Tuesday, April 7, 2020

Day 3- venture into my thoughts

First I want to shout a huge thank you to my friends, family, and entire community who have sent snacks, masks, love, support and prayers. I appreciate each of you! Now to the second question on everyone's mind.... no I do not have a fever and I am currently healthy and well!


I was able to have my first day on the unit moved to Wednesday as I have a few more weeks of class to finish up my masters program and hopefully graduate in May 3rd!  I have class every Tuesday from 9am to 3pm but due to current circumstances it is all online. The other nurses that I met yesterday all had their first day today or tonight. As of now they seem to be doing well and have texted updates that they are alright so far! I look forward to hearing updates as I mentally prepare for tomorrow. From what I understand after yesterday, I will not know ahead of time what unit I will be assigned to, but will have to report to the nursing office each morning to be notified of where I will be that day. As of now, I do not have any idea of my schedule except that I am contracted to work 4 days a week for the next 6 weeks on day shift 7a-7p.... and that they will allow me off Tuesdays for the next 3 weeks.

Over the last few days, I have had some time alone in this hotel and empty town to think about what it means to be a hero, as well as the definitions of  bravery, fear and worry.
  • fear: an unpleasant often strong emotion caused by anticipation or awareness of danger
  • worry: give way to anxiety or unease; allow one's mind to dwell on difficulty or troubles
  • hero: one who shows great courage; a person admired for achievements and noble qualities
  • brave: ready to face and endure danger or pain; showing courage.

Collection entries
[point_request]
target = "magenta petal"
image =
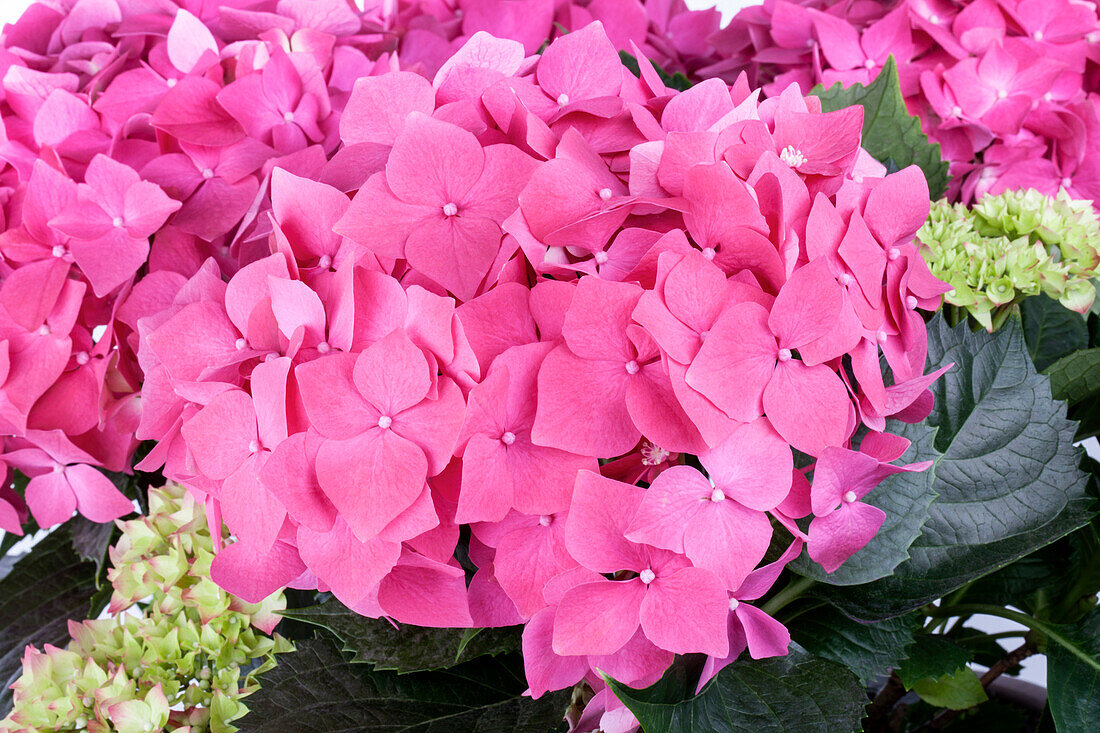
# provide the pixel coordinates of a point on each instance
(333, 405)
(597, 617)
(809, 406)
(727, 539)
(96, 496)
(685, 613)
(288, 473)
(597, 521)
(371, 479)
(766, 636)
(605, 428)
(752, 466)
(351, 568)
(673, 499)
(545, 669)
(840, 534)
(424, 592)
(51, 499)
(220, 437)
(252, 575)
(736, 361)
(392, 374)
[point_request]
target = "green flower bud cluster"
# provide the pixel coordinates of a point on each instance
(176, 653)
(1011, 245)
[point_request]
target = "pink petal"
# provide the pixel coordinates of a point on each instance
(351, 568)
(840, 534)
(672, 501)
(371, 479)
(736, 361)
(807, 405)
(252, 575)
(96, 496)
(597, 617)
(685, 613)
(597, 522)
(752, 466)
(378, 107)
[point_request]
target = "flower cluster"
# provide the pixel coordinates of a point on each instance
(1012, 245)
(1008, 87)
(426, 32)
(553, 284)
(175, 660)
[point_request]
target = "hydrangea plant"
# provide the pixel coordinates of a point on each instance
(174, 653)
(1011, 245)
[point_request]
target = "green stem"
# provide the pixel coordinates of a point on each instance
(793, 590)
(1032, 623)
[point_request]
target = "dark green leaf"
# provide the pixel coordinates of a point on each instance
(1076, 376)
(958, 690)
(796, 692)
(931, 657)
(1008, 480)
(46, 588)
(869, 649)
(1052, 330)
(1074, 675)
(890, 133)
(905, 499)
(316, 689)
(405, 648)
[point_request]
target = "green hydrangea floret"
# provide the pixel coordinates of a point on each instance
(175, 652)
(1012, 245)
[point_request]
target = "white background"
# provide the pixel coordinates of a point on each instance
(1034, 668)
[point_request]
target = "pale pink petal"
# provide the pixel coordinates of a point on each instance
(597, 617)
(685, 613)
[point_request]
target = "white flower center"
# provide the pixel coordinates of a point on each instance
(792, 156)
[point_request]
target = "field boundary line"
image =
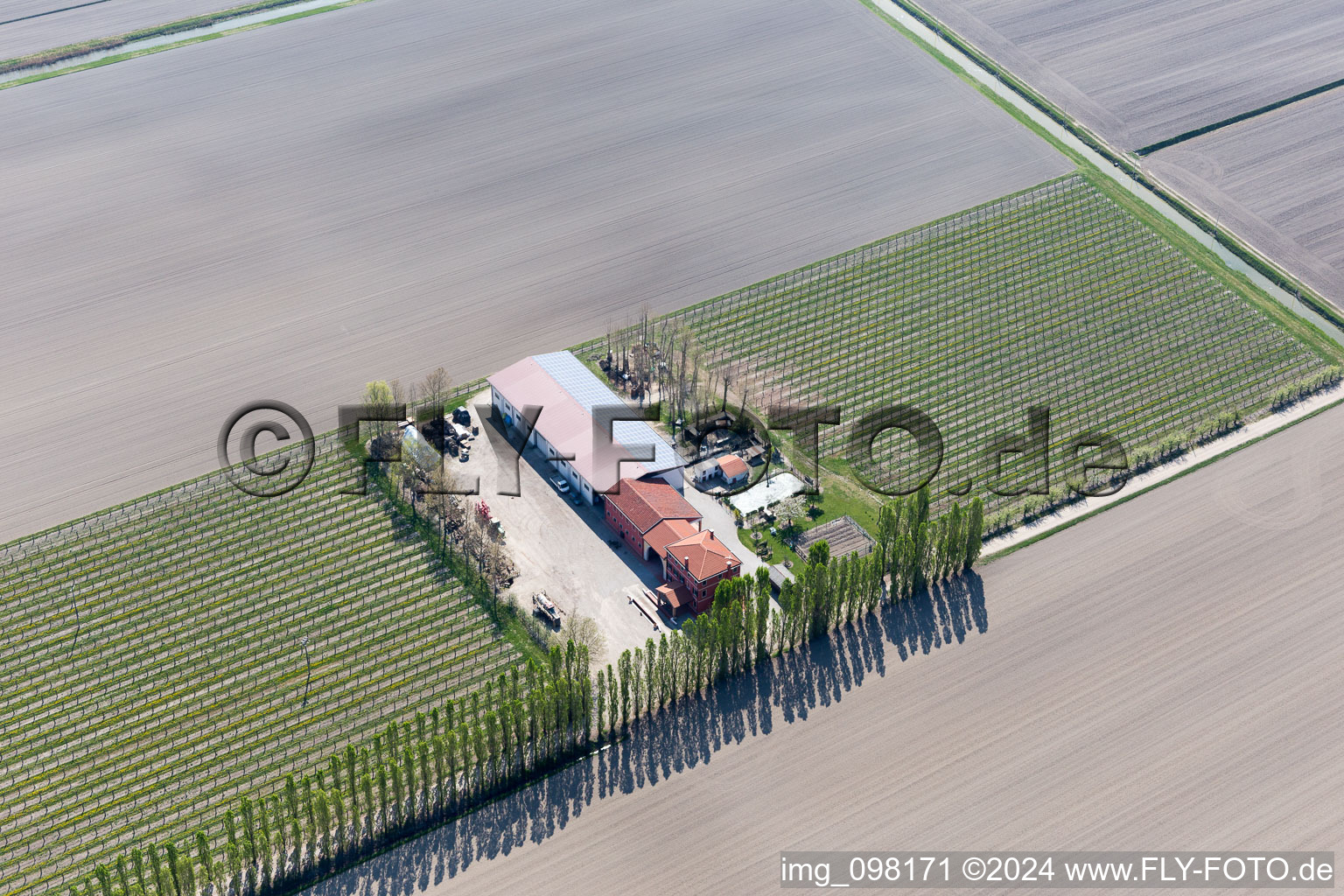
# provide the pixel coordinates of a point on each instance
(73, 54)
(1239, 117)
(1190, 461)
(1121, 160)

* ACTIONS TO TAKE:
1. Decide whether each statement agrees with the Day 3 entry, answering yes or no and quoting the words of the entry that settle it: (a) The writer's Tuesday class is held online. (b) The writer learns ahead of time which unit to report to. (c) The writer's contract is for night shifts.
2. Please print everything in the Day 3 entry from "Over the last" down to "pain; showing courage.".
None of this data is needed.

* PROBLEM SOLUTIONS:
1.
(a) Yes: "but due to current circumstances it is all online"
(b) No: "I will not know ahead of time what unit I will be assigned to"
(c) No: "on day shift 7a-7p"

2.
Over the last few days, I have had some time alone in this hotel and empty town to think about what it means to be a hero, as well as the definitions of  bravery, fear and worry.
  • fear: an unpleasant often strong emotion caused by anticipation or awareness of danger
  • worry: give way to anxiety or unease; allow one's mind to dwell on difficulty or troubles
  • hero: one who shows great courage; a person admired for achievements and noble qualities
  • brave: ready to face and endure danger or pain; showing courage.